==== SOURCE DATA
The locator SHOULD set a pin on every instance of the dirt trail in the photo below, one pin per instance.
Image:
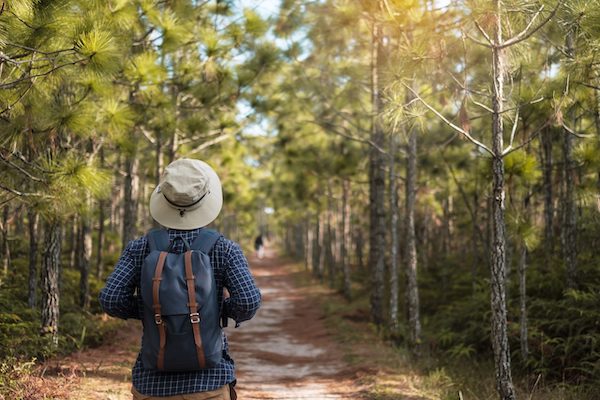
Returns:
(285, 352)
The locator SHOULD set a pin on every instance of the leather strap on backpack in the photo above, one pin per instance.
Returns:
(160, 363)
(194, 315)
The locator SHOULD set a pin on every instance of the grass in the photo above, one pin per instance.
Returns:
(389, 372)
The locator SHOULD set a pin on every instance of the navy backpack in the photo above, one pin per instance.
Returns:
(181, 320)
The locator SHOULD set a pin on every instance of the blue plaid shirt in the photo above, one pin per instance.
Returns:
(119, 299)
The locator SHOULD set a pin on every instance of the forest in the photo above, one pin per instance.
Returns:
(435, 162)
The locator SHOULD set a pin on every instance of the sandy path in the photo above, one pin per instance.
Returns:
(285, 352)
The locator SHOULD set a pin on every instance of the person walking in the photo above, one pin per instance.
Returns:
(259, 246)
(188, 198)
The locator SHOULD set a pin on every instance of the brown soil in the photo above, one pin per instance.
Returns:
(285, 352)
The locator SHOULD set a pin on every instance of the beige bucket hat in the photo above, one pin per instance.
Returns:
(189, 195)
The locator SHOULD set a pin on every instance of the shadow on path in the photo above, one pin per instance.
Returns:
(285, 352)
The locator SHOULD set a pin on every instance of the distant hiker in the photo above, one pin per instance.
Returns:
(259, 246)
(184, 352)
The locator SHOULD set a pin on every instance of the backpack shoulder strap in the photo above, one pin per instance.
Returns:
(158, 239)
(205, 240)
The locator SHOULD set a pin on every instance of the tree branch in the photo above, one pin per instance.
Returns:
(210, 143)
(20, 169)
(527, 32)
(466, 134)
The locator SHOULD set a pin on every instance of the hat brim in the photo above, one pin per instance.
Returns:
(207, 212)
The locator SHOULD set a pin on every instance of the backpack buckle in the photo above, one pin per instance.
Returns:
(195, 318)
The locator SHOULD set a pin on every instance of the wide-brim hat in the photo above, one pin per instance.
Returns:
(189, 195)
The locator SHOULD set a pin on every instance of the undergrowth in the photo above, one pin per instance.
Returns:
(456, 361)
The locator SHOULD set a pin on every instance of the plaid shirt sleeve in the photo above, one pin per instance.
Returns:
(245, 297)
(118, 298)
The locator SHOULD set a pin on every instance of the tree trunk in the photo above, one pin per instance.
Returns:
(130, 187)
(101, 216)
(546, 142)
(159, 158)
(569, 236)
(316, 249)
(500, 344)
(100, 242)
(523, 304)
(322, 251)
(33, 219)
(412, 288)
(50, 279)
(359, 244)
(345, 239)
(307, 244)
(330, 260)
(394, 234)
(377, 182)
(84, 255)
(5, 245)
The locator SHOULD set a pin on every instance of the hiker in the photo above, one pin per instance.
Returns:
(259, 246)
(177, 359)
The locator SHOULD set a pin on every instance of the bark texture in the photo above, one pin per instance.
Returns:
(569, 234)
(500, 343)
(345, 240)
(84, 255)
(33, 219)
(377, 184)
(394, 232)
(412, 287)
(130, 187)
(546, 142)
(50, 280)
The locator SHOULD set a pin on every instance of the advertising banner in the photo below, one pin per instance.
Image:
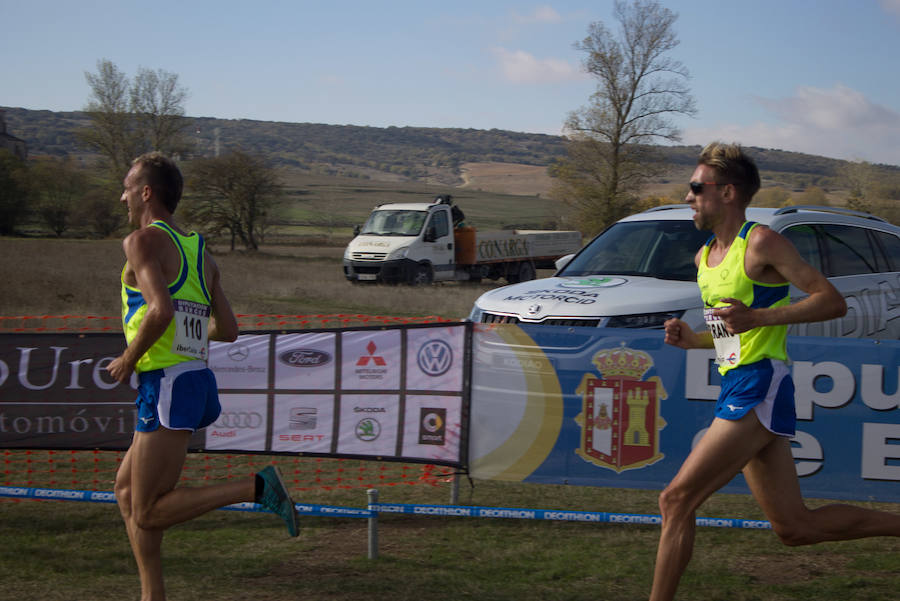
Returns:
========
Identify the lines of the data that contain the word "plaid". Copy each of them.

ANSWER TO THE PROBLEM |
The locator SHOULD set a pin on every instance of the blue plaid shirt in the photo above, one pin per instance.
The locator SHOULD set a pin on every instance of the plaid shirt sleeve in the photo above, one pin per instance.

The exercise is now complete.